==== ESTRATTO DEI DATI
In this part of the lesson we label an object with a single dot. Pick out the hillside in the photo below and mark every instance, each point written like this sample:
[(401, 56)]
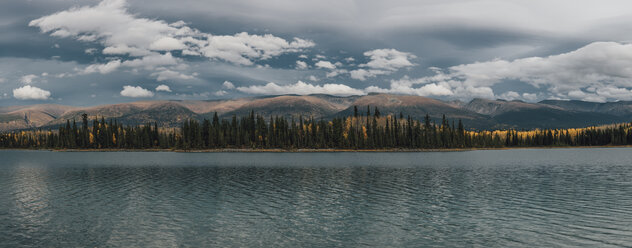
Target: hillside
[(476, 114)]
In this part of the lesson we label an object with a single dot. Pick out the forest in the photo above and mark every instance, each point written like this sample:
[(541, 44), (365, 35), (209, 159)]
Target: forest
[(367, 130)]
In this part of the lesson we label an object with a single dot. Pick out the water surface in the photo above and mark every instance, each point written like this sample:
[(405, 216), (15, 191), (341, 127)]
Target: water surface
[(525, 197)]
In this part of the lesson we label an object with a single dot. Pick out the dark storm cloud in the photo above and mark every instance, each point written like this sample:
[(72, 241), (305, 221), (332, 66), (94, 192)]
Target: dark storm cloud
[(451, 49)]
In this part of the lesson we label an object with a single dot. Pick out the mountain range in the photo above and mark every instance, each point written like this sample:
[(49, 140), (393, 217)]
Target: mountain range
[(476, 114)]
========
OBIETTIVO. Trascrivi tutte le righe qui sopra in una tabella Markdown con le colonne «N.» e «Testo», numerandole e tralasciando quelle vuote. Lascia fuori le immagini.

SOLUZIONE.
| N. | Testo |
|---|---|
| 1 | In this part of the lesson we label an object with a single dot. Pick out the hillside in the photo below and mark every instance, each point written like this sample: |
| 2 | [(401, 56)] |
| 3 | Target: hillside |
| 4 | [(476, 114)] |
| 5 | In this part of the lesson we label an object with a single dot. Pick out the forest in the photo above and mark every instance, each point written like this sample: |
| 6 | [(541, 44), (365, 35), (209, 159)] |
| 7 | Target: forest |
| 8 | [(367, 130)] |
| 9 | In this part of the lesson we label an object with a single dot. Pick out the water surface in the photo above and mark every instance, each point written like this sample: |
| 10 | [(405, 216), (15, 191), (341, 127)] |
| 11 | Target: water surface |
| 12 | [(525, 197)] |
| 13 | In this part of the lesson we label an object with a single dot. Pick out the dark storm cloud in the photo above and mark every instance, each point written like this sample: |
| 14 | [(72, 241), (305, 221), (332, 66), (94, 192)] |
| 15 | Target: dark storm cloud |
| 16 | [(451, 49)] |
| 17 | In this part of the lesson we label an object with a single dot. Pick out the mountain range in the photo above and mark every instance, each point written like this sample: |
| 18 | [(49, 140), (393, 217)] |
| 19 | Target: mountain range |
| 20 | [(476, 114)] |